- _Task_:
All of the data below needs to be set down once more, exactly as written.

- _Data extracts_:
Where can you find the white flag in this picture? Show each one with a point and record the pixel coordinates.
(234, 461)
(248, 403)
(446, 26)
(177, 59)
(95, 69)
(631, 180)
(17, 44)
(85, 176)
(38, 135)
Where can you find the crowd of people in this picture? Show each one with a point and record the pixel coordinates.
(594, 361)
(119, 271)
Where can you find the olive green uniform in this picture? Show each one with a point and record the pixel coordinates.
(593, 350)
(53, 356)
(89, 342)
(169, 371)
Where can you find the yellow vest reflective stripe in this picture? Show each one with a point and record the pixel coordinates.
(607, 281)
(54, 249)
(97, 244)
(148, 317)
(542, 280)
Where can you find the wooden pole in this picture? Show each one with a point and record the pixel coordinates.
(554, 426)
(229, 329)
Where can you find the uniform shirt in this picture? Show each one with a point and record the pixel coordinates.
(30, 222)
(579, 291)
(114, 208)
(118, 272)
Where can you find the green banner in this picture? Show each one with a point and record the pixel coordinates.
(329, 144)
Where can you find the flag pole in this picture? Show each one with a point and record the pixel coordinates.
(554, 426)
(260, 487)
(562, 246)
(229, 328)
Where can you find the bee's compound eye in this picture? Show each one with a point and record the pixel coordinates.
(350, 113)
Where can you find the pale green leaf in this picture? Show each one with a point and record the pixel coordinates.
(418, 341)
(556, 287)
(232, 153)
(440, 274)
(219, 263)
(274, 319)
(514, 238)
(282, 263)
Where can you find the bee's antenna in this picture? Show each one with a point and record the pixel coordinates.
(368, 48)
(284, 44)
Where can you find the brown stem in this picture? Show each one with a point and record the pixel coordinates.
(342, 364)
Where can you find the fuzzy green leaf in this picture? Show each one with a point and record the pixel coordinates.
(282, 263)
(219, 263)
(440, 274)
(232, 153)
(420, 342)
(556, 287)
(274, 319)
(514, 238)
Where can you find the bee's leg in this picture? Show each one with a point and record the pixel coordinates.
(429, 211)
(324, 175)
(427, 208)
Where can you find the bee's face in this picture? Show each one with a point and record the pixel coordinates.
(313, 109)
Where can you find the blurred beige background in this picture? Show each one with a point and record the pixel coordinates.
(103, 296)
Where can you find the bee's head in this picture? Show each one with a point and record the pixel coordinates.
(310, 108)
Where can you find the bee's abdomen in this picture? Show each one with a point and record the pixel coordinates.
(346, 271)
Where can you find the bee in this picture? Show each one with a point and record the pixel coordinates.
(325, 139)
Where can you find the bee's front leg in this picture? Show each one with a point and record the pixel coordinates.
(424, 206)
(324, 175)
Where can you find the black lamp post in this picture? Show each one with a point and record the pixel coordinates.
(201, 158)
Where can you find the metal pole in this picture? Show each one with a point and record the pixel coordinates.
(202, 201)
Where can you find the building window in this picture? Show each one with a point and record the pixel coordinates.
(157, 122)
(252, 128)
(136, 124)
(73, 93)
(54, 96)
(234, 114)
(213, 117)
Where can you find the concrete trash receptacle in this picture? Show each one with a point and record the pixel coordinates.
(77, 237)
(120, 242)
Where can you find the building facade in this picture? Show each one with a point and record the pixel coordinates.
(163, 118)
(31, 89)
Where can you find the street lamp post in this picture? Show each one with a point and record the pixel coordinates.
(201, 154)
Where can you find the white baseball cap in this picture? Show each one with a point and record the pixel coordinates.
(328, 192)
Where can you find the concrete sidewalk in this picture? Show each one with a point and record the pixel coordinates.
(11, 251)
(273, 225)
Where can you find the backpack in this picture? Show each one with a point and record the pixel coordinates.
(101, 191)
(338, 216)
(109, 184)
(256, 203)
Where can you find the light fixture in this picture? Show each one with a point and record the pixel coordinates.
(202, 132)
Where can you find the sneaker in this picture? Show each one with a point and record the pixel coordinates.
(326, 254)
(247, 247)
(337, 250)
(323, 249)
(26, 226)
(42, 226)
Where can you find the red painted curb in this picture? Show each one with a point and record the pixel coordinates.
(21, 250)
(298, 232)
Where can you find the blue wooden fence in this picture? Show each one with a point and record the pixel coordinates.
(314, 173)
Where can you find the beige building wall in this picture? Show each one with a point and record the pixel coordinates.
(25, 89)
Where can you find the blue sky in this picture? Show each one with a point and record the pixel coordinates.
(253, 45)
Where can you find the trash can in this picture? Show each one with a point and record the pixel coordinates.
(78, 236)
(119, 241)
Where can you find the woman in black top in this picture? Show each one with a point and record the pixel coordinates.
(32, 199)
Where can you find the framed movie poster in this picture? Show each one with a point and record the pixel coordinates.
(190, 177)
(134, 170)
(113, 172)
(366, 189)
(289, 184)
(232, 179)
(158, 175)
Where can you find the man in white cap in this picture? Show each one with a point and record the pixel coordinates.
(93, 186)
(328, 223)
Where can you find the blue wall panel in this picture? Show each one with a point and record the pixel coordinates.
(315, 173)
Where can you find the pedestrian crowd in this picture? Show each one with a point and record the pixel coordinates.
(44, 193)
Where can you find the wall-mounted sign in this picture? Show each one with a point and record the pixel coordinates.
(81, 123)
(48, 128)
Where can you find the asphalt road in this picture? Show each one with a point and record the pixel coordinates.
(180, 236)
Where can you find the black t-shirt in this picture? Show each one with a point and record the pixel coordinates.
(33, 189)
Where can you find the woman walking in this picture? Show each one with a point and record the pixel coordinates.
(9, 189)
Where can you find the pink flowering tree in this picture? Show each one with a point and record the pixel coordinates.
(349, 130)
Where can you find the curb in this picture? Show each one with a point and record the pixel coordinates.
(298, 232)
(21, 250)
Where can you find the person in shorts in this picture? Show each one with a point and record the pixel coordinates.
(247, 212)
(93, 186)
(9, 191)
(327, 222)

- _Reply_:
Where can you find the white flag in this picture? Show each one with a point and record the pixel coordinates.
(234, 461)
(248, 403)
(446, 26)
(177, 59)
(95, 69)
(631, 180)
(17, 44)
(85, 176)
(38, 135)
Where can you find the crowd of people in this picture? Show each one with a point and record the pixel coordinates.
(594, 361)
(119, 271)
Where can you find the olive green uniform in this picture? Show each one with a point and record the pixel coordinates.
(593, 350)
(53, 356)
(89, 342)
(169, 371)
Where can you find the yellow vest reflective stripe in this picture? Show each one with a point and record the pixel coordinates.
(607, 281)
(54, 249)
(97, 244)
(148, 317)
(542, 280)
Where can you find the wooden pole in this picture? Show each one with a point and record the pixel coordinates.
(554, 426)
(229, 329)
Where can you find the uniform shirt in this picture? Show each one with a point and record the pixel coordinates.
(30, 222)
(579, 291)
(114, 208)
(118, 272)
Where can you find the green banner in this picture? Show each one with a point and record the pixel coordinates.
(329, 144)
Where can you find the flag pole in this picture? Show each one with a point and record the pixel coordinates.
(554, 426)
(260, 487)
(562, 246)
(229, 328)
Where can you find the bee's compound eye in this picture? Show each one with a point and record the pixel coordinates.
(350, 113)
Where can you find the pale green leaf in this picture? Show each one with a point and record the pixel coordinates.
(418, 341)
(556, 287)
(232, 153)
(440, 274)
(219, 263)
(274, 319)
(514, 238)
(282, 263)
Where can you find the bee's antenna in this picture? Show each one with a point and record the pixel coordinates.
(368, 48)
(284, 44)
Where can you find the brown stem in this picture? Show each one with a point and record the pixel coordinates.
(342, 364)
Where can you find the fuzzy green leaf in this picture? Show each one with a point and record the pixel coordinates.
(282, 263)
(219, 263)
(440, 274)
(232, 153)
(420, 342)
(556, 287)
(274, 319)
(514, 238)
Where can you find the bee's leg in this picture? Show each one with a point and record the pixel coordinates.
(429, 211)
(324, 175)
(427, 208)
Where can you find the bee's face in this picture? Show each one with a point and record the pixel coordinates.
(313, 109)
Where can you find the blurred beige background in this picture? Show each one with a point and record the pixel coordinates.
(103, 296)
Where can you find the bee's head in this picture? Show each one with a point and record the pixel coordinates.
(310, 108)
Where can you find the bee's abdomen in this picture? Show each one with a point and record the pixel coordinates.
(346, 271)
Where can you find the bee in this picture? Show each one with a point and record the pixel coordinates.
(325, 139)
Where can you find the bee's front leg in this picture? Show each one with a point and record the pixel coordinates.
(424, 206)
(324, 175)
Where can you find the black lamp post in this picture? Show each one with a point and record the pixel coordinates.
(201, 158)
Where can you find the metal pole in this picture? Show each one with a point and record the pixel coordinates.
(202, 201)
Where can you find the building window in this picture? Show each one with a point and record the pixel coordinates.
(157, 122)
(252, 128)
(136, 124)
(73, 93)
(54, 96)
(234, 114)
(213, 117)
Where can you find the concrete trash receptacle in this picture? Show each one with a point and record the pixel coordinates.
(77, 237)
(120, 242)
Where can you find the building facade in this picture? Show each one with a point and record the pixel coordinates.
(163, 118)
(31, 89)
Where can you find the street lamp post in this picture? Show each one with a point and record the pixel coordinates.
(201, 154)
Where can you find the white baseball cap in this picture? Show each one with a point and record the pixel coordinates.
(328, 192)
Where can you find the concrete sidewalk in this picture? Show each one with a point and record the pixel coordinates.
(11, 251)
(273, 225)
Where can you find the backpack in this picture? Show each one with a point and record the pixel coordinates.
(101, 191)
(338, 216)
(109, 184)
(256, 203)
Where can you find the light fixture in this picture? Show each one with a point and record the pixel coordinates.
(202, 132)
Where can you find the sneaker in this picture? Show each one with a point and record the pixel coordinates.
(326, 254)
(247, 247)
(337, 250)
(323, 249)
(26, 226)
(42, 226)
Where can you find the red painted curb in this picture? Show each one with a point and record the pixel coordinates.
(21, 250)
(298, 232)
Where can you find the blue wooden fence in this picture? Show each one with a point and record the pixel coordinates.
(314, 173)
Where can you find the beige building wall in this picture? Show each one with a point and record the pixel coordinates.
(25, 89)
Where can you find the blue sky in this picture? Show each one with a point and record the pixel coordinates.
(253, 45)
Where can you find the trash can in this picture? Show each one with a point and record the pixel coordinates.
(78, 236)
(119, 241)
Where can you find the woman in black top in this picture? Show each one with a point and record the pixel coordinates.
(32, 199)
Where can you find the framed movie poster in this picture? Show each one with a point and record the pixel coordinates.
(190, 177)
(134, 170)
(113, 172)
(366, 189)
(289, 184)
(232, 179)
(158, 175)
Where can you find the man in white cap in this picture? Show each one with a point and record the pixel coordinates.
(93, 186)
(328, 223)
Where can you find the blue wall panel in this picture? Show each one with a point and record the pixel coordinates.
(315, 173)
Where can you find the pedestrian crowd in this picture? Show each one with a point and record the pixel coordinates.
(44, 193)
Where can you find the wall-mounted sign in this picture? Show each one with a point and record the pixel coordinates.
(81, 123)
(48, 128)
Where can you find the asphalt road in this picture? Show each one with a point and record the pixel coordinates.
(180, 236)
Where can you find the black t-shirt in this picture? Show each one with a point and record the pixel coordinates.
(33, 189)
Where can you find the woman walking in this picture? Show each one with a point and record the pixel coordinates.
(9, 189)
Where can you find the pink flowering tree in this picture? Show each one with a point and record the pixel coordinates.
(349, 130)
Where can you find the curb in this picture? Show each one with a point and record the pixel coordinates.
(298, 232)
(21, 250)
Where can you find the person in shorts in this picture? Show each one with a point and record the pixel coordinates.
(247, 212)
(93, 186)
(9, 191)
(327, 222)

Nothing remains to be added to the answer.